What is expected
Summarize the article on pesticide use in Brazil in three sentences.

(Text section Opens)

With a 20 percent stake in world's total consumption since 2008,  Brazil has become the main consumer of pesticides on the planet, a new study has revealed.  

RELATED:
How Agro-Chemical Giant Monsanto Has Been Destroying Environment, Human Lives for Decades

The pesticide use not only impacts the large-scale agricultural food production but has also been linked to a high number of deaths each year.   

The Brazilian government grants nearly 60 percent reduction in taxes, such as the ICMS (tax on the movement of goods), total exemption of PIS / COFINS (Social Security contributions) and IPI (Tax on Industrialized Products) to boost production and trade of pesticides, per João Eloi Olenike, the  president of the Brazilian Institute of Planning and Taxation (IBPT).  

Ada Cristina Pontes Aguiar, a professor at the Federal University of Cariri (UFCA) and participant in the Nucleus of the Environment and Health Work (TRAMAS) of the Federal University of Ceará (UFC), said, "It is a structural problem; there is a high incentive for agro- even in relation to taxes." 

The study pointed out that government's neoliberal economic model has allowed the flourishing and massive use of agrochemicals since 2000, and is mainly based on the export of commodities, primary products. Nearly 52 percent of the herbicides purchased are used in soybeans, a major highlight of Brazilian production.

A study by Larissa Mies Bombardi, professor of geography at the University of São Paulo, who compared the usage of pesticides in Brazil and in the European Union, reveled Brazil government's lax policies. Bombardi pointed out that Brazilian legislation allows contamination in drinking water with a limit five thousand times higher than that acceptable in Europe. 

While member countries of the European Union tolerate up to 0.1 microgram glyphosate per liter of water, Brazil allows up to 500 micrograms per liter. Furthermore, the country has presented numerous cases of agrochemical poisoning.

Data from the Ministry of Health revealed that between 2007 and 2014, Brazil witnessed 1,186 deaths directly related to pesticide use, meaning on an average, 148 per year, or one death every two and a half days. 

Per Fiocruz or Oswaldo Cruz Foundation, a Rio-based research organization which also provides relief services to health professionals who inhale toxic fumes from these herbicides, estimated an average of one case every 90 minutes, arguing that a high number of cases go unreported, Sul 21 reported.  

Chronic cases, those to which the individual - usually agricultural workers - are exposed repeatedly to the toxicant, hardly appear in the statistics. Aguiar pointed out, "the contamination routes are multiple: at work, at home, with aerial spraying, in the food and water they consume."

(Text section Closes)
(Data shown Opens)

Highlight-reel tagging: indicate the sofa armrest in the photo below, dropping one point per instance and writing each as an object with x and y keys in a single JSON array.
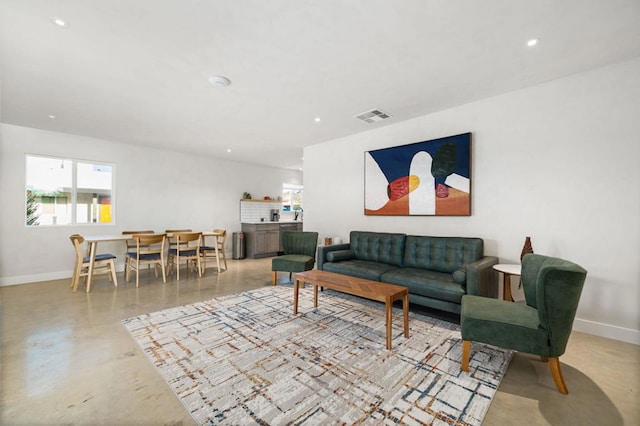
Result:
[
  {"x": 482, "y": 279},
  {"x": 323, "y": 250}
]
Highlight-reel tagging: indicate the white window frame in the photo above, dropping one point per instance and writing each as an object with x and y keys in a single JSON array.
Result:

(Data shown Closes)
(Data shown Opens)

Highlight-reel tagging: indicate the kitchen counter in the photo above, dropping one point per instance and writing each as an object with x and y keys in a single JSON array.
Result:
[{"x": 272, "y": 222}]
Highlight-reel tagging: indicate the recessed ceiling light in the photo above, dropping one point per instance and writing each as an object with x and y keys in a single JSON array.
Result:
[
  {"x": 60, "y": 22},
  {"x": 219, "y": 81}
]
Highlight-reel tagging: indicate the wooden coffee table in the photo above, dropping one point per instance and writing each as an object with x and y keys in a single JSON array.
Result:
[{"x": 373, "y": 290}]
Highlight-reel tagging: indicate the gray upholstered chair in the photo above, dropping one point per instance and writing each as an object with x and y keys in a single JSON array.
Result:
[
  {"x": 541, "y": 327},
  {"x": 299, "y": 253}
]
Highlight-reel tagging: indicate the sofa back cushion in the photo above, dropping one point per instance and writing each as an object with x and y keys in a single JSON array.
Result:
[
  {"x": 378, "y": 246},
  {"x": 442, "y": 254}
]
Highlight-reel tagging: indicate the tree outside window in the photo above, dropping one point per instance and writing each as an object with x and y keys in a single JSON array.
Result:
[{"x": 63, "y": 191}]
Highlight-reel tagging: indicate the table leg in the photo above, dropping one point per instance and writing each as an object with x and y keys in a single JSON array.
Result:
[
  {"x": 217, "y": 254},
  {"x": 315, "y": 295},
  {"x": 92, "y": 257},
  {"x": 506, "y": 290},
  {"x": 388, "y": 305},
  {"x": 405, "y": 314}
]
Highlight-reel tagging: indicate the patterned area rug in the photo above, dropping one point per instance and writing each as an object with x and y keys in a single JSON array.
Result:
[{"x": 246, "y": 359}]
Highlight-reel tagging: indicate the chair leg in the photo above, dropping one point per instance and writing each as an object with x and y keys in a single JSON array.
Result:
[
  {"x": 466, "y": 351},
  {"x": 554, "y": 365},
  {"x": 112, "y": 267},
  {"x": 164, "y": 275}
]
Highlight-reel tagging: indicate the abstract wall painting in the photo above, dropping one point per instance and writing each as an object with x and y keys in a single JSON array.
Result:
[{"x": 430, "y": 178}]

(Data shown Closes)
(Data shown Opens)

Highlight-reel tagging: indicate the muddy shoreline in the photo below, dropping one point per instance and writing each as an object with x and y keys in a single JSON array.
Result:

(Data shown Closes)

Exercise response
Since 2008, Brazil has accounted for 20 percent of the world's pesticide consumption, making it the planet's main consumer, aided by large tax reductions and exemptions that the government grants to boost pesticide production and trade. A comparison with the European Union found that Brazil allows up to 500 micrograms of glyphosate per liter of water, while EU member countries tolerate up to 0.1 microgram. Ministry of Health data show 1,186 deaths directly related to pesticide use between 2007 and 2014, and chronic cases, usually among agricultural workers, hardly appear in the statistics.